WHAT THE EXERCISE ASKS =
Nothing but an exact copy of the records below counts as the answer.

PROVIDED RECORDS: Begin

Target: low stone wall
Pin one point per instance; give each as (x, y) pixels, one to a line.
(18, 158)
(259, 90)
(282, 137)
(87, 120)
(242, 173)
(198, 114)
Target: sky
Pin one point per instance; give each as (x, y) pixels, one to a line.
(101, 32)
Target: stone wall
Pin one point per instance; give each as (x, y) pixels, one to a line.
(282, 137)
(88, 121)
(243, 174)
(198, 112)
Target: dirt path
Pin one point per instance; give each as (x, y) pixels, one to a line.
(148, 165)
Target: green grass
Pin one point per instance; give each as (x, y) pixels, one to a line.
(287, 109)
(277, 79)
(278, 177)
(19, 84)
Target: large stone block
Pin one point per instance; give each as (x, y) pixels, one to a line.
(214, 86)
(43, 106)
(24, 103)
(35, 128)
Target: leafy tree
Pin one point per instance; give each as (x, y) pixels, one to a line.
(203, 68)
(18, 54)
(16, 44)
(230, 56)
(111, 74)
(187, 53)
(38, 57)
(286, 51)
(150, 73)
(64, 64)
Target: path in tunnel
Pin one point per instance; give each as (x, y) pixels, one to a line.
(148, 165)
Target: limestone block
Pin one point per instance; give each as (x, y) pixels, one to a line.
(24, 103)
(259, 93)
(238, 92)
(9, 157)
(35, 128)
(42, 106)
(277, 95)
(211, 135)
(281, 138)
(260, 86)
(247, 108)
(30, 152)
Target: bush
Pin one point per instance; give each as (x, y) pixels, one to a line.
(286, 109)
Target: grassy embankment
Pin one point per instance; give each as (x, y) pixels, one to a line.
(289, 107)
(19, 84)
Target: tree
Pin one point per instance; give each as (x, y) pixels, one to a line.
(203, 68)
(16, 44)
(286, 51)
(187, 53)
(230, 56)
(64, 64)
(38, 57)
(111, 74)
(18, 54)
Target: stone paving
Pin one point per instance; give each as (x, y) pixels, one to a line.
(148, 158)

PROVIDED RECORDS: End

SOLUTION TO THIS EXERCISE =
Target: low stone wall
Pin one point per instance; give each as (x, y) pixels, one to a line.
(18, 158)
(259, 90)
(282, 137)
(87, 120)
(242, 173)
(198, 114)
Target: sky
Pin one point per instance; give each as (x, y) pixels, one to a line.
(101, 32)
Target: stone wall
Pin one point per instance; give each as (x, y) pixels, one to a line.
(282, 137)
(88, 121)
(243, 174)
(198, 112)
Target: dirt path
Pin one point per instance; give each as (x, y) pixels, one to a line.
(148, 165)
Target: green grass
Pin one point per instance; give each as (x, y) pixels, one to a line.
(287, 109)
(277, 79)
(278, 177)
(19, 84)
Target: large stone block
Pin one point per instance; give each as (x, y) pixels, one to a line.
(214, 86)
(43, 106)
(24, 103)
(35, 128)
Target: leafy tree
Pin one point per instance; give each as (x, y) pixels, one to a line.
(203, 68)
(18, 54)
(16, 44)
(230, 56)
(111, 74)
(187, 53)
(38, 57)
(286, 51)
(150, 73)
(64, 64)
Target: path in tunnel
Pin one point per instance; give each as (x, y) pixels, one to a line.
(148, 165)
Target: limestone block
Pin one point per instance; give each as (x, y) pixels, one to a line.
(24, 103)
(259, 93)
(238, 92)
(9, 157)
(35, 128)
(42, 106)
(277, 95)
(211, 135)
(281, 138)
(260, 86)
(247, 108)
(30, 152)
Target: bush
Pin one point per instance; give each as (x, y) pixels, one to a line.
(286, 109)
Target: grassy embankment
Pin one point per instance; give each as (x, y) pixels, one to a line.
(289, 107)
(19, 84)
Target: tree
Pin one point per instance; give each as (x, y) pixels, one to a line.
(203, 68)
(16, 44)
(286, 51)
(187, 53)
(230, 56)
(64, 64)
(38, 57)
(111, 74)
(18, 54)
Target: stone paving
Pin one point per instance; give each as (x, y) pixels, one to a line.
(148, 158)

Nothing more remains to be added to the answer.